Azione richiesta A: Secondo il brano, su quale settimanale è uscito l'editoriale della senatrice Cattaneo?
Azione richiesta B: Trascrivi parola per parola il tratto del brano sull'editoriale della senatrice Cattaneo che va da "Nel suo editoriale" fino a "le nefaste conseguenze.".

Brano fornito:
* * * *

Nel suo editoriale di sabato 28 maggio sul settimanale D di Repubblica, la senatrice Cattaneo ricorda come il Parlamento italiano, nel 2015, scelse di recepire la normativa europea sul miglioramento genetico delle colture nella maniera più restrittiva possibile. Un errore di cui oggi vediamo le nefaste conseguenze.
Ecco l’editoriale della senatrice Cattaneo:
Il 12 maggio di sette anni fa, il Senato approvò una delega al governo per recepire la normativa europea che avrebbe consentito a ciascuno Stato di vietare le coltivazioni commerciali di Ogm autorizzati, anche in assenza di evidenze di pericolosità. Quel giorno intervenni in Aula, ricordando come quella direttiva invitasse comunque gli Stati membri, anche se intenzionati a limitare o a vietare la coltivazione sul proprio territorio degli Ogm, a permettere almeno la ricerca scientifica.

* * * *

Voci archiviate

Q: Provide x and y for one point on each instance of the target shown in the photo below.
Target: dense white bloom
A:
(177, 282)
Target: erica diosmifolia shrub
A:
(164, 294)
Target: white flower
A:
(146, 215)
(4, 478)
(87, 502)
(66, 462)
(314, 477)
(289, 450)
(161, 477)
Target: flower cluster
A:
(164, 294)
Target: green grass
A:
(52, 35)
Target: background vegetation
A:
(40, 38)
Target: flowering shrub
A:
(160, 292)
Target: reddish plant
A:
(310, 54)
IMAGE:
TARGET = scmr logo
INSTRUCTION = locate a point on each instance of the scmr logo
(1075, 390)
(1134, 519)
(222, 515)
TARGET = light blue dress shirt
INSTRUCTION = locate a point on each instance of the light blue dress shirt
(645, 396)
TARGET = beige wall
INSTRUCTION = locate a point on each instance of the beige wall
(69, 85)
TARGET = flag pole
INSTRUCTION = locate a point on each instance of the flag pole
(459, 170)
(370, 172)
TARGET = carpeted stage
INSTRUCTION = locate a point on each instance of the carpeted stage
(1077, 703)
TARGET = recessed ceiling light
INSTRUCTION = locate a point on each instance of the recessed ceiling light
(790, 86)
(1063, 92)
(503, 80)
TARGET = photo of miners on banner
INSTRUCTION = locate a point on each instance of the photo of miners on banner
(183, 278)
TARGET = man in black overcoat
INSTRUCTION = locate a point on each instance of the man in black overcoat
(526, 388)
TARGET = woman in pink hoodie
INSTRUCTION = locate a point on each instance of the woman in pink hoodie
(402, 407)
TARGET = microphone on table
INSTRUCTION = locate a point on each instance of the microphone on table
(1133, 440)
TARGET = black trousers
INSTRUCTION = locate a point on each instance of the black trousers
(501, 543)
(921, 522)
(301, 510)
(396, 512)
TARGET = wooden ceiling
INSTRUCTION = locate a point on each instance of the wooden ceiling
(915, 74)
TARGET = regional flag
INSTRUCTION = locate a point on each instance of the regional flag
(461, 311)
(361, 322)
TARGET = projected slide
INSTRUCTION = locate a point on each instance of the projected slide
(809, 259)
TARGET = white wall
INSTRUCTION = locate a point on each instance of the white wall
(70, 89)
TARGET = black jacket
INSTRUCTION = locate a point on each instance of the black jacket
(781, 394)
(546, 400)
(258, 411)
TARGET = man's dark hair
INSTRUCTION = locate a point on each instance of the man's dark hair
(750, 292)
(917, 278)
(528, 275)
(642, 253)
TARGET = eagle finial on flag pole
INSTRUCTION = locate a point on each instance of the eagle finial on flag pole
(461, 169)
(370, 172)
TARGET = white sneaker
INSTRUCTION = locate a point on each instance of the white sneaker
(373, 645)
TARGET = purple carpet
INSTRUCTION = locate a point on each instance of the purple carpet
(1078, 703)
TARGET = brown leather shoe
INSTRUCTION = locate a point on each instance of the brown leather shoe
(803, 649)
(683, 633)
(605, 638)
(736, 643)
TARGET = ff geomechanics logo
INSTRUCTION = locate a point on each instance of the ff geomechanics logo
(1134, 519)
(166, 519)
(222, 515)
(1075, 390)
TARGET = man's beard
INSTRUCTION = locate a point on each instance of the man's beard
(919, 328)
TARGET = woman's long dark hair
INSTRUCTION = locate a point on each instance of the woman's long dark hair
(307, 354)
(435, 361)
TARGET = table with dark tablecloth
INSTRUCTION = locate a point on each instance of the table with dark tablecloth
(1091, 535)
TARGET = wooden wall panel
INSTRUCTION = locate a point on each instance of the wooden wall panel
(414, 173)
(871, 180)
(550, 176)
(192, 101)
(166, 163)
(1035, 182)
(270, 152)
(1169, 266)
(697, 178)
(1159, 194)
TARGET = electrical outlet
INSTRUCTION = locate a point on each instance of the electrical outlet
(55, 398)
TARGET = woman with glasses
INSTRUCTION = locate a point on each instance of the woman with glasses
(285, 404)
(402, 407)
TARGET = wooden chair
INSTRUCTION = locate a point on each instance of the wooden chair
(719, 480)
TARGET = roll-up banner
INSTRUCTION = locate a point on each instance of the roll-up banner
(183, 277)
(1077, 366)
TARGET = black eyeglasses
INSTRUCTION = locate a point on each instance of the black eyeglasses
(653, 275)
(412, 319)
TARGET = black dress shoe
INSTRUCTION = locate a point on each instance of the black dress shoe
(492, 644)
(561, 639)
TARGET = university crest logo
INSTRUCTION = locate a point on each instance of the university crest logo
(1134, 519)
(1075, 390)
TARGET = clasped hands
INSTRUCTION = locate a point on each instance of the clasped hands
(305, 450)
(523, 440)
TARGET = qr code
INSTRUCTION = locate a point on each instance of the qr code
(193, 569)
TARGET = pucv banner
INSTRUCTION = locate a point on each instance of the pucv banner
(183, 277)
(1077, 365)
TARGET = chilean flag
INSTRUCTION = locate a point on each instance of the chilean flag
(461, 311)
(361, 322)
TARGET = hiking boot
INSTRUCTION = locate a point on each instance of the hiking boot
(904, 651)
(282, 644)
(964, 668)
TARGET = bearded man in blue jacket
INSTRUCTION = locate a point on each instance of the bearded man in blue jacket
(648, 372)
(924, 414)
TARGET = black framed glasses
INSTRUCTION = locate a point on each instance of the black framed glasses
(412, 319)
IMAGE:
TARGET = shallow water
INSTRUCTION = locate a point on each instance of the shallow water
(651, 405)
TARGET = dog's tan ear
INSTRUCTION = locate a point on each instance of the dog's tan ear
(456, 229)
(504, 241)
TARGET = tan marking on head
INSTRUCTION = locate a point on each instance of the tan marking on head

* * * *

Risultato ottenuto A: Sul settimanale D di Repubblica.

Risultato ottenuto B:
Nel suo editoriale di sabato 28 maggio sul settimanale D di Repubblica, la senatrice Cattaneo ricorda come il Parlamento italiano, nel 2015, scelse di recepire la normativa europea sul miglioramento genetico delle colture nella maniera più restrittiva possibile. Un errore di cui oggi vediamo le nefaste conseguenze.